● **Listed records**:
************

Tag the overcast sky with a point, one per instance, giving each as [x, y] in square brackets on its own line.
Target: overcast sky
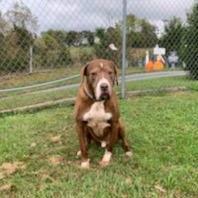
[89, 14]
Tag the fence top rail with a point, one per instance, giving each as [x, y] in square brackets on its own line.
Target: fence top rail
[38, 85]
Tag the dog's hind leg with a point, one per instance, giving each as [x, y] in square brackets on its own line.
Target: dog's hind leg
[121, 135]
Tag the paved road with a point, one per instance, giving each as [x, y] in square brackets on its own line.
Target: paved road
[131, 77]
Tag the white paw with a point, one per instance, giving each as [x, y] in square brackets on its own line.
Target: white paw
[85, 164]
[78, 154]
[129, 153]
[106, 158]
[103, 144]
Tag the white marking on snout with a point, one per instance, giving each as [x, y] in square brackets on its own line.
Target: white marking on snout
[129, 153]
[103, 144]
[98, 88]
[78, 153]
[101, 65]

************

● **Problem to solve**:
Reproduce verbatim the lines of the listing, starting with the line that contains "Tag the white paw" and continuing through the final line of the listing.

● **Result of this task**:
Tag the white paw with a point, one per instance, giving each as [x, y] in square brackets on its own line.
Target: white paw
[85, 164]
[78, 154]
[129, 153]
[106, 158]
[103, 144]
Tag the white marking on snout with a point, one per instance, giving each as [x, y] in square brackets on its own line.
Target: white marking on snout
[129, 153]
[103, 144]
[98, 88]
[78, 153]
[101, 65]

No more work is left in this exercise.